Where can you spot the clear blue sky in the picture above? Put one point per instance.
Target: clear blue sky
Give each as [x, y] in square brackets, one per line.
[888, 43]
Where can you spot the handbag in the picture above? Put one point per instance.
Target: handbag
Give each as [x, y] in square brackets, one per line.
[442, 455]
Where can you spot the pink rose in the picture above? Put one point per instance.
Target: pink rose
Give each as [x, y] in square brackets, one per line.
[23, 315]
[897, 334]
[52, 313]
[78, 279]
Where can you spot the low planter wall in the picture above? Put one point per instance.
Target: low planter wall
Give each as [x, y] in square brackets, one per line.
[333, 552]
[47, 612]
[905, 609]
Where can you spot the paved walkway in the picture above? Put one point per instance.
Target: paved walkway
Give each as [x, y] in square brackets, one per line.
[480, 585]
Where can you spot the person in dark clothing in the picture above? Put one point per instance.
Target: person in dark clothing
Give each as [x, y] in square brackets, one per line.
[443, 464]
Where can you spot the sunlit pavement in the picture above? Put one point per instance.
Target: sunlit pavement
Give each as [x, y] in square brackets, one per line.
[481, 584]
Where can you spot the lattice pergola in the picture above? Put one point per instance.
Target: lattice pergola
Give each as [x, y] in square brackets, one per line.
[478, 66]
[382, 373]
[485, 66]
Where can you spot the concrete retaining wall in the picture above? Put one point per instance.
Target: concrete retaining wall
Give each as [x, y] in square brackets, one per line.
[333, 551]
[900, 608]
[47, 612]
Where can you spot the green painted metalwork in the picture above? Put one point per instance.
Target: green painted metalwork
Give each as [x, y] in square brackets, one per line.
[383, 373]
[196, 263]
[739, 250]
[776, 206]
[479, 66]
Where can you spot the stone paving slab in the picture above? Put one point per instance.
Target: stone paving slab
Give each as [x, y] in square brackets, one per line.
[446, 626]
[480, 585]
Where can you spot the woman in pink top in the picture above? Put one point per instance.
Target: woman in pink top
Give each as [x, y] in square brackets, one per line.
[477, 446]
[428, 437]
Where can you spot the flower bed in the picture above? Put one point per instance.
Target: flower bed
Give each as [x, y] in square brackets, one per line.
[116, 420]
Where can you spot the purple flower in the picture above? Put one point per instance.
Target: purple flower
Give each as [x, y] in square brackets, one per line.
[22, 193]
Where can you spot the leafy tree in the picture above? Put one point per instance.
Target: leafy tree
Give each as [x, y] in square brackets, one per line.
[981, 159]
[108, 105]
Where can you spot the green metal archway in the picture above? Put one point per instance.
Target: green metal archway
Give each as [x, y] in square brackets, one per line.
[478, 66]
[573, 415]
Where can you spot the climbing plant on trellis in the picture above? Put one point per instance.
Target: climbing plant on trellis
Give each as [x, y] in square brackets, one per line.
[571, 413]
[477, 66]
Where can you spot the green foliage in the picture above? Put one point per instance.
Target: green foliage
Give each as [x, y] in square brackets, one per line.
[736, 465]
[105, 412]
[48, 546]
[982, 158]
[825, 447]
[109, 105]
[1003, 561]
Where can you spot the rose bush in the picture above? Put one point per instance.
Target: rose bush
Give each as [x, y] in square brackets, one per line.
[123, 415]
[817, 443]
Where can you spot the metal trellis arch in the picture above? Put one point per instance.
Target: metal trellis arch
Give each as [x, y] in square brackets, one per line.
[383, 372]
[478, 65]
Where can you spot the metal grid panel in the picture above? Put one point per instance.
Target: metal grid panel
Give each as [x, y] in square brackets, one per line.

▸ **WHAT IS EXPECTED**
Can you reproduce all of the material above again, line for line, without changing a single character?

▸ **WRITTEN ANSWER**
Where can you spot the clear blue sky in the picture above? Put one point per instance.
Target: clear blue sky
Give each as [x, y] in square brackets, one per line.
[888, 43]
Where can you spot the handbag in the picture above? Put one point per instance.
Target: handbag
Give each as [x, y] in square brackets, one per line.
[442, 455]
Where can you spot the pink rose in the picture above? Put one point per instance.
Target: pink rose
Give each as [x, y] in square brackets, one per line.
[23, 315]
[897, 334]
[52, 313]
[78, 279]
Where can you spot the low planter wall in the picture above? Put one point per instance.
Target: low planter wall
Give each as [x, y] in square brackets, one per line.
[333, 552]
[47, 612]
[905, 609]
Where can you spot the paved walkway in the picture above? Put one point per instance.
Target: paved walkway
Give each as [x, y] in square brackets, one per line.
[480, 585]
Where can you spot the person in dark clothing in the picture above? Put one point per instance.
Target: person in dark clothing
Give each as [x, y] in square brackets, one per line.
[443, 464]
Where can you spot the sunlit pavement in the picture above? Put one point per instance.
Target: sunlit pavement
Give each as [x, y] in square brackets, one per line.
[481, 584]
Where can you spot the lattice pergola in the picture above? Put one point per instance.
Target: lattice pergola
Give each as [x, y] in square brackets, one per line.
[478, 66]
[382, 373]
[485, 66]
Where can you spot the concrete retaining wall in the picture above? Put one point per instance.
Target: concrete retaining wall
Give each as [x, y] in square brackets, one per line.
[333, 551]
[900, 608]
[47, 612]
Where can you spot the green painted metalwork in the picture above? Put one point per instance.
Target: green painted metalwork
Give each as [x, y] in square brackets, one per line.
[383, 373]
[196, 263]
[739, 250]
[776, 206]
[479, 66]
Where can you spot the stone paving slab in the picture above? Put one point per instance.
Target: stone paving slab
Give each as [x, y] in square brackets, one per line.
[446, 626]
[480, 585]
Where can you spot the woman in pink top in the picture above? Put one point per instance.
Target: woman in pink top
Give each as [x, y] in square brackets, one per line.
[477, 446]
[428, 437]
Where can you spot the flower bed in the picture above? Put one point per instance.
Target: flower bed
Give each as [x, y] in square brackets, one per line.
[116, 420]
Where can you spot the purple flower in the picture above? Put one point per instance.
Target: purple flower
Give each as [x, y] in square brackets, one per line.
[22, 193]
Where can you spot the leafy tree in the picture above? Put one point per instance.
Target: leafy tree
Give each as [x, y] in square brackets, one per line.
[981, 159]
[108, 105]
Where can you spot the green metal archway in the picture above? Put one point per instance.
Target: green metal archway
Give each as [x, y] in square brackets, one per line.
[478, 66]
[573, 415]
Where can you spot the climbing plant on trellis in the picture above? Put one point per instance.
Target: climbing plant on trellis
Give each as [x, y] in square brackets, one per line.
[571, 413]
[477, 66]
Where can you spot the green foliage in the picture above? Put one point per instance.
Target: green foliage
Give each as [x, y] in square brackets, one per line.
[736, 465]
[105, 412]
[48, 546]
[982, 158]
[825, 447]
[109, 105]
[1003, 561]
Where can you spot the rose bush in the picture above? Put one point per instance.
Target: rose bush
Give each as [x, y] in square brackets, one per line.
[123, 415]
[817, 443]
Where can you spot the metal trellis arch in the picture above? Put one point per instance.
Target: metal trellis arch
Give each as [x, y] in square brackets, one per line.
[383, 372]
[478, 65]
Where can you spot the metal grid panel in the picture above? Put one point per instance.
Target: metal grid panel
Give each as [x, y] in square brackets, one per line.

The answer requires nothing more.